• _Directions for this task_
If a line in the entries below includes "skyscraper", show that line.

• _Provided records_
/---
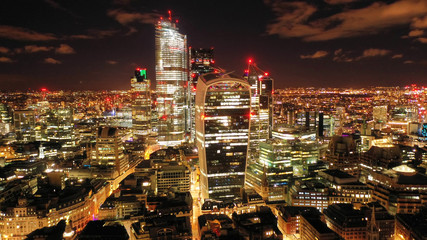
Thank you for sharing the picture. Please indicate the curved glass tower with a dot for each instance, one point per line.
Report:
(222, 134)
(171, 77)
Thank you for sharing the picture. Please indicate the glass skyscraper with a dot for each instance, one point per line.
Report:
(141, 104)
(171, 78)
(222, 134)
(261, 109)
(202, 61)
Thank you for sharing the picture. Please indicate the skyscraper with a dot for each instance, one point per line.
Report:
\---
• _Written solution_
Thank you for sharing the picture. Please indicate the glass skyscraper with a dot for each instance, one point per line.
Thank you for sharing the picture. Please indicate the skyscraper with a dot for each instance, one point per line.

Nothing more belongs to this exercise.